* start *

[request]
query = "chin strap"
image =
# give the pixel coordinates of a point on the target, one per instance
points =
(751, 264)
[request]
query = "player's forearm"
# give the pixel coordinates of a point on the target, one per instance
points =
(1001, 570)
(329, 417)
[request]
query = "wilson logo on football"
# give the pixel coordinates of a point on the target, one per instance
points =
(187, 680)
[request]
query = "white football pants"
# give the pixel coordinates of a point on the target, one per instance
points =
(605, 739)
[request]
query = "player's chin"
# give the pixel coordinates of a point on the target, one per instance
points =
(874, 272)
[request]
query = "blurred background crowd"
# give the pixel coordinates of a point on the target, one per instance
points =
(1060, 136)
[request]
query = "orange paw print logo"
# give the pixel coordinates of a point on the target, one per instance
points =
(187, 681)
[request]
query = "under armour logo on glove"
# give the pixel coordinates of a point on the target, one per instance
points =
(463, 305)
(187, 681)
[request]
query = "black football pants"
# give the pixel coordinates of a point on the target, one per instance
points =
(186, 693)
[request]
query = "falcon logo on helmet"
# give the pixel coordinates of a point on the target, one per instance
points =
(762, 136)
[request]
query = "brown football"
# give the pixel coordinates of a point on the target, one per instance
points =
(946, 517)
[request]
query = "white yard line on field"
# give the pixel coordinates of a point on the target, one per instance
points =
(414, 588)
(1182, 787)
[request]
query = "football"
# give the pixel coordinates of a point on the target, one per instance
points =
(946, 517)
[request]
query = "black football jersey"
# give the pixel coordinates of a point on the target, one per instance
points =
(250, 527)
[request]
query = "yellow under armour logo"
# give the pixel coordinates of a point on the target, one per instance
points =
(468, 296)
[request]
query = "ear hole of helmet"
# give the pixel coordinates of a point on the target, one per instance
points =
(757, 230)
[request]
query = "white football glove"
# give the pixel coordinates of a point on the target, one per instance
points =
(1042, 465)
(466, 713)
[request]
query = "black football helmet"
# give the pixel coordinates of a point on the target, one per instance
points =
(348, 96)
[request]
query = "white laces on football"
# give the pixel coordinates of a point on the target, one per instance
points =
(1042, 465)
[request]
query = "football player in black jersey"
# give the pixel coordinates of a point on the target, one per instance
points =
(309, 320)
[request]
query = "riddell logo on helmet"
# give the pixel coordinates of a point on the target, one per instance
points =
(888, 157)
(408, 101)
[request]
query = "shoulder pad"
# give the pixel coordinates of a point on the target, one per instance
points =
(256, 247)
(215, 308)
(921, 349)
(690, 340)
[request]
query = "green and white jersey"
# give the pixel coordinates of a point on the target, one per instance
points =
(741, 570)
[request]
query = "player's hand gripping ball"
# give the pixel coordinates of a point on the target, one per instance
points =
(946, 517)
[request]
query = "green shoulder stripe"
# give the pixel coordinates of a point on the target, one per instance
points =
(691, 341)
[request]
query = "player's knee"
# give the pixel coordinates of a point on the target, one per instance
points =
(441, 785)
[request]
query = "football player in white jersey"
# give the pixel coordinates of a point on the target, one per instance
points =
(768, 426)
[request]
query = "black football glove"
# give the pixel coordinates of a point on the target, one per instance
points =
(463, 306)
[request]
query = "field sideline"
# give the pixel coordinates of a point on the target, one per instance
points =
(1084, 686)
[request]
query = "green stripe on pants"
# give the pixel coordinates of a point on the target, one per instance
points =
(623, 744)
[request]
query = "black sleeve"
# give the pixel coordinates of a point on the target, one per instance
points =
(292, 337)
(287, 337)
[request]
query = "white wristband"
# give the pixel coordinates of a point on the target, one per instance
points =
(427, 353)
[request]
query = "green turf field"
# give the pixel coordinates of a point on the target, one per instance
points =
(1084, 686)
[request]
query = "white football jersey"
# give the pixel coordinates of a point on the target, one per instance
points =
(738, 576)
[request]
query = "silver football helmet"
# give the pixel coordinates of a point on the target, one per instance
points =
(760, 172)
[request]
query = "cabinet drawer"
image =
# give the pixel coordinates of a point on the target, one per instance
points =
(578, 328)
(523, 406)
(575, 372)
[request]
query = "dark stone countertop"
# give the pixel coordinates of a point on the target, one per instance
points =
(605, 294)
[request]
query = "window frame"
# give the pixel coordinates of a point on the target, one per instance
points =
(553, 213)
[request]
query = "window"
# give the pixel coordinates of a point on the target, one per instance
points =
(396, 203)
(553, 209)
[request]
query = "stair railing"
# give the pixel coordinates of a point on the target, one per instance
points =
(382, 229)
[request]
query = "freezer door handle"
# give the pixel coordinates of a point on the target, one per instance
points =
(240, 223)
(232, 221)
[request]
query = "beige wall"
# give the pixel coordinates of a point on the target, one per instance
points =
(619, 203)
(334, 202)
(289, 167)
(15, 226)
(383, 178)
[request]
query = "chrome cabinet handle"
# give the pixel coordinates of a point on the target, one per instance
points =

* end *
* start *

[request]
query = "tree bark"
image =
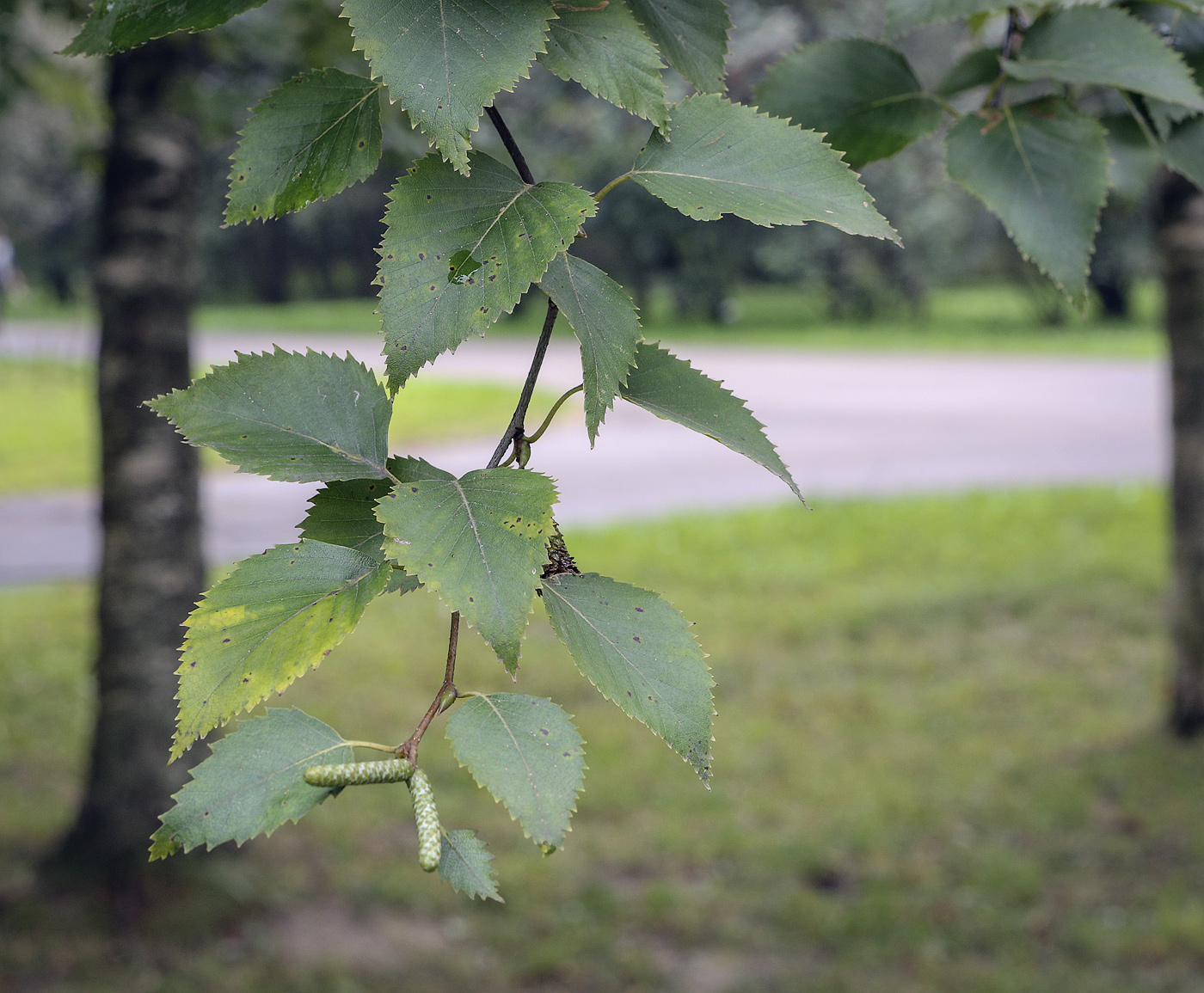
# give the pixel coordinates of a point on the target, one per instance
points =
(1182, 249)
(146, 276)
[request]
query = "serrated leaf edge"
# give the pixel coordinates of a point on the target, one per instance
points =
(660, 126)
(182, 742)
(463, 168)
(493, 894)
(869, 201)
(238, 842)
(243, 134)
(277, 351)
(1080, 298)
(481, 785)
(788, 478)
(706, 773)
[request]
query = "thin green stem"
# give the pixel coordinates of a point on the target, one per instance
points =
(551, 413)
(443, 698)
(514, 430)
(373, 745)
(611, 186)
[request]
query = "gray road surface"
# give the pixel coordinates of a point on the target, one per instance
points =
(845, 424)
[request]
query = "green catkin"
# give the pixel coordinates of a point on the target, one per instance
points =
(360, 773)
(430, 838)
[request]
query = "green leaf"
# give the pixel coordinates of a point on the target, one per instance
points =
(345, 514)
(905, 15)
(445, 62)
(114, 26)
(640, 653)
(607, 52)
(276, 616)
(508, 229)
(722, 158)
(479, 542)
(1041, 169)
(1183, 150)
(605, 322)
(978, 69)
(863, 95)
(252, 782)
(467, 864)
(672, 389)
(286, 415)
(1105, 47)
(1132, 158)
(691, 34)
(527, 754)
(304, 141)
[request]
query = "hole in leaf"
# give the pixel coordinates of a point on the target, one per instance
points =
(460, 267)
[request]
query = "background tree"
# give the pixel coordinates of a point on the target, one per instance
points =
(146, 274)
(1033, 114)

* end *

GOAL OF THE EXERCISE
State how many lines of the entries contain the word "chin". Give only the number.

EXPECTED ANSWER
2